* _EXERCISE_
Nothing in the data may be altered, so output all of it exactly.

Stored items from a collection
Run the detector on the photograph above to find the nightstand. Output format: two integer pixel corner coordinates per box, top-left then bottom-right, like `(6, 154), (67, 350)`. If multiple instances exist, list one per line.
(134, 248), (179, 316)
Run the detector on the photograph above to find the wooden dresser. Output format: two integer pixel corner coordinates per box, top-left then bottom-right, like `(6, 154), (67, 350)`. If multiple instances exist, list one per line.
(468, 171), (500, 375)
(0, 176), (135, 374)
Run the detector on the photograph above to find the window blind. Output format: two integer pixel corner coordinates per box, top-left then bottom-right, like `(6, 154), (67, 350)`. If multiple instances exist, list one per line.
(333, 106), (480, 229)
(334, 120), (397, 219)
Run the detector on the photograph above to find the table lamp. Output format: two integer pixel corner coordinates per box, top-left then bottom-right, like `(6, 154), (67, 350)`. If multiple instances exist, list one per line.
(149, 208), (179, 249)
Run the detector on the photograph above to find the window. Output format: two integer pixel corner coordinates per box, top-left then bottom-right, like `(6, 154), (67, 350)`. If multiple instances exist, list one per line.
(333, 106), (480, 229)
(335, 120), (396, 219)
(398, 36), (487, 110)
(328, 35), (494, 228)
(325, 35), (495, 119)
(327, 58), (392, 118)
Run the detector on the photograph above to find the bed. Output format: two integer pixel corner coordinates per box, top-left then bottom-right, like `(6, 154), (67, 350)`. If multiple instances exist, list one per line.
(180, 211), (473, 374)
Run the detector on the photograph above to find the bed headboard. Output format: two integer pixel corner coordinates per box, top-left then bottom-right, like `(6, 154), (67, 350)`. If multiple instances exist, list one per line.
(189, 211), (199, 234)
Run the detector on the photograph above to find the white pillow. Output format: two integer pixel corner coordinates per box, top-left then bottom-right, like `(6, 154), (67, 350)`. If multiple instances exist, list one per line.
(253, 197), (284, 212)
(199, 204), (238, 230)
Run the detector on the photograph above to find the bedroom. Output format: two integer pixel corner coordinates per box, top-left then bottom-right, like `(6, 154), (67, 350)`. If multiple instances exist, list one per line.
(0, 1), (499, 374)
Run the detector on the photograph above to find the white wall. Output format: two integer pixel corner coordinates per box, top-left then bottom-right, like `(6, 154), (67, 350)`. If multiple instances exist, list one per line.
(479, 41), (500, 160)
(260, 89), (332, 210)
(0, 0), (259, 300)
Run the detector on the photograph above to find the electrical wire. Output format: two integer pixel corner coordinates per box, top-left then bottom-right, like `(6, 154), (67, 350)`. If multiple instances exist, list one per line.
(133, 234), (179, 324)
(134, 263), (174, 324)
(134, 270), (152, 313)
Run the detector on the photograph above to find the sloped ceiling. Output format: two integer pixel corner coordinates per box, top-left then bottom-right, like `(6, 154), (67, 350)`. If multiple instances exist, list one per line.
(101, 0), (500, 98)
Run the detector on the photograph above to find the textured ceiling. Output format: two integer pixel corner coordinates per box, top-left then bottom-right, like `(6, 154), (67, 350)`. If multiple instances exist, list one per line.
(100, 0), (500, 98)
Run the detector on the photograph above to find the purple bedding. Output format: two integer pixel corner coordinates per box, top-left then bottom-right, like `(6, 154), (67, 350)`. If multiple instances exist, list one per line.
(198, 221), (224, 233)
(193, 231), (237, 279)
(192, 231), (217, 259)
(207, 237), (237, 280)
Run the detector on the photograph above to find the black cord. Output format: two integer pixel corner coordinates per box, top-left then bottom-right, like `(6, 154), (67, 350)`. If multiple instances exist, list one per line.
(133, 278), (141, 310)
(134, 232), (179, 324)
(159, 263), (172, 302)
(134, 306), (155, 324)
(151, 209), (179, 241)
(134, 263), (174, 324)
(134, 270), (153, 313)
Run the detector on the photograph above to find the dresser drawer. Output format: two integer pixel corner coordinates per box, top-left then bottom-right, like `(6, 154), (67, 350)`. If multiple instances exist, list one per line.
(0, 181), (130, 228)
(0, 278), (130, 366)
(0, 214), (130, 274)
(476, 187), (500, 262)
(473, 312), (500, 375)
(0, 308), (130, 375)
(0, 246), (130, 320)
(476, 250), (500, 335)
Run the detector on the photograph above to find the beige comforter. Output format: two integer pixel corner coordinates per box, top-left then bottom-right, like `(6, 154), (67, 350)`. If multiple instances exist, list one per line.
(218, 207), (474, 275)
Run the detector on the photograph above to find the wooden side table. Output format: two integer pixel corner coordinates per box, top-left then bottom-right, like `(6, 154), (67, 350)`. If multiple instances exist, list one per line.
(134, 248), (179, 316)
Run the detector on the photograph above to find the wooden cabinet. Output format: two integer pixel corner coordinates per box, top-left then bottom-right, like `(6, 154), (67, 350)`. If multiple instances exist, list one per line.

* _FINAL ANSWER_
Run the detector on the photograph above to find the nightstand. Output format: two integer pixel corner coordinates per box, top-left then bottom-right, like `(6, 154), (67, 350)`. If multiple instances exist, list one per line.
(134, 248), (179, 316)
Run the detector on the photograph above to find the wooden dresser. Output format: two integer pixel corner coordinates per box, top-left then bottom-right, like `(6, 154), (67, 350)`. If multiple instances exist, list one per line.
(468, 171), (500, 375)
(0, 176), (135, 374)
Run the detector on the photograph above to find the window blind. Output format: two integer pixel corner coordinates per box, top-left then bottom-right, like `(6, 154), (67, 350)`. If multiple instances exist, list one per line.
(333, 106), (480, 229)
(334, 120), (397, 219)
Run the detector on the photograph above to find the table lamp. Output format: two integer pixel corner coordinates per box, top-left then bottom-right, like `(6, 154), (67, 350)`. If multiple instances exist, list one per line.
(149, 208), (179, 249)
Run the detector on the photograph above to find the window. Output format: two integer pixel corner coordinates per box, top-left then bottom-right, like `(6, 154), (67, 350)`. If multiple instances exist, list one per line.
(333, 106), (480, 229)
(335, 120), (396, 219)
(398, 36), (487, 110)
(328, 35), (494, 228)
(325, 35), (495, 119)
(327, 58), (392, 118)
Run the detector on the photograph above to find the bed. Output format: two integer pixel corner coordinates per box, top-left then bottom-right, like `(6, 154), (67, 350)`. If multiple instances exist, list one per line.
(180, 211), (473, 374)
Run the detector on the photograph above to find the bed headboard. Output format: two integer pixel corner coordinates per box, top-left then bottom-right, like `(6, 154), (67, 350)`. If multiple instances exist, list one per line.
(189, 211), (199, 234)
Run the detector on the photograph above to find the white pillow. Output format: two integer pixel corner coordinates per box, top-left then bottom-right, like `(6, 154), (67, 350)`. If multiple instances exist, list one per line.
(253, 197), (284, 212)
(199, 204), (238, 230)
Run the detector on the photograph above to find the bedroom. Output format: two integer pixel corner coordinates per box, top-left then bottom-right, like `(6, 154), (67, 350)`. If multiple instances exist, list one per line.
(0, 1), (499, 374)
Run the detector on the photograph above to find the white wall. Output format: two integer pixel corner coordinates per box, top-left then bottom-right, like `(6, 154), (67, 350)`. If multiple instances exist, list one per line.
(479, 41), (500, 160)
(260, 89), (332, 210)
(0, 0), (259, 300)
Run the detector on the photograph above to find the electrical wire. Output format: two integer pixel corner coordinates per box, top-left then bottom-right, like `(6, 154), (67, 350)`. If multiple instances exist, list one per line.
(133, 234), (179, 324)
(134, 263), (174, 324)
(134, 270), (152, 313)
Run the detector on the photograph above to find the sloped ceiling. Output format: two integer pixel corner coordinates per box, top-left then bottom-right, like `(6, 154), (67, 350)`. If multiple instances exist, list one per line.
(101, 0), (500, 98)
Run the detector on the photograph above to find the textured ceiling. Output format: two integer pixel corner coordinates per box, top-left then bottom-right, like `(6, 154), (67, 350)`. If multiple instances exist, list one per line.
(100, 0), (500, 98)
Run the detector on the photograph above to find the purple bedding. Output format: two integer pixel corner coordinates per box, top-left then bottom-right, like `(6, 154), (67, 350)`. If multiple instances exist, list one per line.
(198, 221), (224, 233)
(193, 231), (237, 279)
(192, 231), (217, 259)
(207, 237), (237, 280)
Run the detector on the photograph above to find the black cord. Output format: two integer pixel corner coordinates per box, top-left then bottom-right, like `(6, 154), (67, 350)`. If multiple instances exist, list one per line.
(133, 278), (141, 310)
(134, 232), (179, 324)
(159, 263), (172, 302)
(134, 306), (155, 324)
(151, 209), (179, 241)
(134, 263), (174, 324)
(134, 270), (153, 313)
Run the detector on the photograph above to find the dresser drawer. Output format: two integer pixel corner coordinates per box, top-left then bottom-right, like `(6, 154), (67, 350)`. If multiple instances exist, list one per line.
(0, 181), (130, 228)
(0, 278), (130, 366)
(0, 214), (130, 274)
(476, 187), (500, 262)
(473, 312), (500, 375)
(0, 308), (130, 375)
(0, 246), (130, 320)
(476, 250), (500, 335)
Run the detector on the photograph above to find the beige comforter. Output format: two integer pixel corner coordinates per box, top-left then bottom-right, like `(6, 154), (67, 350)`. If multiple instances exist, list one per line.
(218, 207), (474, 275)
Run the detector on the photograph above to find the wooden side table. Output format: two integer pixel corner coordinates per box, top-left then bottom-right, like `(6, 154), (67, 350)`. If multiple instances exist, list one per line.
(134, 248), (179, 316)
Run the detector on the photograph above to find the wooden cabinet. Output format: two integer pixel corner coordinates per box, top-left then bottom-right, like `(6, 154), (67, 350)`. If multiple instances exist, list one per line.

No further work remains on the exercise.